On observing those not so ‘minute particulars’
This is from an article in Nature.
Under pressure to turn out productive lab members quickly, many PhD programmes in the biomedical sciences have shortened their courses, squeezing out opportunities for putting research into its wider context. Consequently, most PhD curricula are unlikely to nurture the big thinkers and creative problem-solvers that society needs.
That means students are taught every detail of a microbe’s life cycle but little about the life scientific. They need to be taught to recognize how errors can occur. Trainees should evaluate case studies derived from flawed real research, or use interdisciplinary detective games to find logical fallacies in the literature. Above all, students must be shown the scientific process as it is — with its limitations and potential pitfalls as well as its fun side, such as serendipitous discoveries and hilarious blunders.
And from a letter in response
My father designed stellar-inertial guidance systems for reconnaissance aircraft and, after he retired, would often present his work to physics and engineering students. When they asked him what they should study to prepare for such a career, he would reply: “Read the classics,” by which he meant Aristotle, Ralph Waldo Emerson, Jean-Jacques Rousseau and Blaise Pascal.
The best scientific and technical progress does not come out of a box. It is more likely to emerge from trying to fit wild, woolly and tangential ideas into useful societal and economic contexts.
As the historian Norman Davies once said:
“Since no one is judged competent to offer an opinion beyond their own particular mineshaft, beasts of prey have been left to prowl across the prairie unchecked.”
Or as the Economist once put it”
“…professors fixated on crawling alone the frontiers of knowledge with a magnifying glass.”
This is the tragedy of our age: 90% right and 100% wrong. And that is even before we get to medicine.

> [Supplied material]:
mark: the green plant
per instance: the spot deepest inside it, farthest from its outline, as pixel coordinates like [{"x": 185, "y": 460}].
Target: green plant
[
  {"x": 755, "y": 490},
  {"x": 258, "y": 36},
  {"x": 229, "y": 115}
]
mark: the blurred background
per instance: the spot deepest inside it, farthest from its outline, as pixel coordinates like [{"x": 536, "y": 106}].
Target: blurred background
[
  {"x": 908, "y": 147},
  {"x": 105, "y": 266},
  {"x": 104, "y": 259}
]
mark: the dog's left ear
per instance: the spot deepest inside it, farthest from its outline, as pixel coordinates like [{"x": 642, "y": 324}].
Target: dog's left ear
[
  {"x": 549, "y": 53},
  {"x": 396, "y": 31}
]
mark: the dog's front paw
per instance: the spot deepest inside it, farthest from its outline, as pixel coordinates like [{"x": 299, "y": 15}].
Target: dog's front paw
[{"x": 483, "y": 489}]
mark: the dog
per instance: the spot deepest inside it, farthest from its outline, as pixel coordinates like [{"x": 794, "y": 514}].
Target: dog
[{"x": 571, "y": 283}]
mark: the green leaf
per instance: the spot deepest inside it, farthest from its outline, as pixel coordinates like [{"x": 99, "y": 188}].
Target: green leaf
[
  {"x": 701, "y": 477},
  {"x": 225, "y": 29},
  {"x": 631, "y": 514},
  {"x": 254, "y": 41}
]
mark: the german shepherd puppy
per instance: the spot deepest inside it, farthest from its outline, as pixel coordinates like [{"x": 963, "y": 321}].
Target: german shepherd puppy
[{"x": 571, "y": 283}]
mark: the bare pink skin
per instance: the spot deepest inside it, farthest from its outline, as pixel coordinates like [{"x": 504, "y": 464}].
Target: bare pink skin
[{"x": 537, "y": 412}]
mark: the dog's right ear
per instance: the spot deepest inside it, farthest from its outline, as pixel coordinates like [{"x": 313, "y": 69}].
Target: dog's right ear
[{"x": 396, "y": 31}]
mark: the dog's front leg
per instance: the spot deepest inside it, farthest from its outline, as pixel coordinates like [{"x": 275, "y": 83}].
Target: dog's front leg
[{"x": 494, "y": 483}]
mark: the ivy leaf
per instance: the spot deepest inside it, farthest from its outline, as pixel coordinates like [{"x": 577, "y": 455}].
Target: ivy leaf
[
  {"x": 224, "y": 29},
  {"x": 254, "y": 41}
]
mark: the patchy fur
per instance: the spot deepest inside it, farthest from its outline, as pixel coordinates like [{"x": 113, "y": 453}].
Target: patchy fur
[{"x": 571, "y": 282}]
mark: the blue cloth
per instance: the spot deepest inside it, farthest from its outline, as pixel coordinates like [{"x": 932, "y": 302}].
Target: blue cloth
--
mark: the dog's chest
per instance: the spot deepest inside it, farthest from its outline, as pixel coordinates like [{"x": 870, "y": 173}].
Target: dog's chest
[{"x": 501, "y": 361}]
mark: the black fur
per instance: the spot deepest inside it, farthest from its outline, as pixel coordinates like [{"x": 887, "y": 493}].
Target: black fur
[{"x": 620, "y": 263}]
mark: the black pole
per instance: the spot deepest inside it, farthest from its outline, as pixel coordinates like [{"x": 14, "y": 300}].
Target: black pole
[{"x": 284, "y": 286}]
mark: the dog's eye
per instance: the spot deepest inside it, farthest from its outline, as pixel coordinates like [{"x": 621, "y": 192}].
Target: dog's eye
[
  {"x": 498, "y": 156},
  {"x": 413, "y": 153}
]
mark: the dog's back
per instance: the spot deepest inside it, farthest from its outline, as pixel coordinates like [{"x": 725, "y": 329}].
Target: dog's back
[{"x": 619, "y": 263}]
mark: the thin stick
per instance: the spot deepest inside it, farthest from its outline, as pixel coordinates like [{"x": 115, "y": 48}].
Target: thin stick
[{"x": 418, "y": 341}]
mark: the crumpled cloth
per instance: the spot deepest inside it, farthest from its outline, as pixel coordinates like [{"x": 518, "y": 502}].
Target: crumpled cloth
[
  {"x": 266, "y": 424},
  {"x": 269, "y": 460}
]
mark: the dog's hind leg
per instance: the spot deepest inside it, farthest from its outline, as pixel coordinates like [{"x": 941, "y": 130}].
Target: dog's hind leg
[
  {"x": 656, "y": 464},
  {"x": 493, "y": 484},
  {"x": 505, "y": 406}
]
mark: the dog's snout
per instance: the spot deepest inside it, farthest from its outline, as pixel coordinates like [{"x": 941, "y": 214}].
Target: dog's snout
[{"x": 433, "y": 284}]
--
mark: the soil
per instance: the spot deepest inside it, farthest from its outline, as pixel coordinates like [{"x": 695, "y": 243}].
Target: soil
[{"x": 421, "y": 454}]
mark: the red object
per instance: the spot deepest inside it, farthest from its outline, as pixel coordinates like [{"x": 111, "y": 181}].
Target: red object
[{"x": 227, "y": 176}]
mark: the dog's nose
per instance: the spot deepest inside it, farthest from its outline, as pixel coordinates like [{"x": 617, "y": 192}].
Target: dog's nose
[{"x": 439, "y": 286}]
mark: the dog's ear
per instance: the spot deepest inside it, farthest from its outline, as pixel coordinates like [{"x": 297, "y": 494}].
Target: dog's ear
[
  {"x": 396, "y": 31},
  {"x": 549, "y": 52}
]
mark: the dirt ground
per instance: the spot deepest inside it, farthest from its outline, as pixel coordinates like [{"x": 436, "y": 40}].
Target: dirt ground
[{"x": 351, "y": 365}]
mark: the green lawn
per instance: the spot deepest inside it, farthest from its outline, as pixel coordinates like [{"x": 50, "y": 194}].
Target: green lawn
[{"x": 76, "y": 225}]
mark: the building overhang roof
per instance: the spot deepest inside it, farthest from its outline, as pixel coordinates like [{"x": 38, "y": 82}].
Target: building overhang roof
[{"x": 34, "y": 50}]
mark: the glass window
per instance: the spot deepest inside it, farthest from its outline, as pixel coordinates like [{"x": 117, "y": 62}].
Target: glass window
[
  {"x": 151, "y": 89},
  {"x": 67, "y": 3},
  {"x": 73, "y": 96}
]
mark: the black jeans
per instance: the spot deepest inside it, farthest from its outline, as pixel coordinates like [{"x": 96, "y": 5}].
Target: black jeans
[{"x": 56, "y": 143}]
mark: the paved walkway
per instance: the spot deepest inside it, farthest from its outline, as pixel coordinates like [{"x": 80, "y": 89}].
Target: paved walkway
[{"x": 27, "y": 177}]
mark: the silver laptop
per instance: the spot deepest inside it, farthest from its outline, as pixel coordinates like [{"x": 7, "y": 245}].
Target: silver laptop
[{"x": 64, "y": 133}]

> [Apply what you read]:
**A.** From the passage on PhD training, transcribe the text starting with "Under pressure to" and going on through "and hilarious blunders.".
**B.** According to the passage on PhD training, what did the letter writer's father design?

> [Answers to the exercises]:
**A.**
Under pressure to turn out productive lab members quickly, many PhD programmes in the biomedical sciences have shortened their courses, squeezing out opportunities for putting research into its wider context. Consequently, most PhD curricula are unlikely to nurture the big thinkers and creative problem-solvers that society needs.
That means students are taught every detail of a microbe’s life cycle but little about the life scientific. They need to be taught to recognize how errors can occur. Trainees should evaluate case studies derived from flawed real research, or use interdisciplinary detective games to find logical fallacies in the literature. Above all, students must be shown the scientific process as it is — with its limitations and potential pitfalls as well as its fun side, such as serendipitous discoveries and hilarious blunders.

**B.** Stellar-inertial guidance systems for reconnaissance aircraft.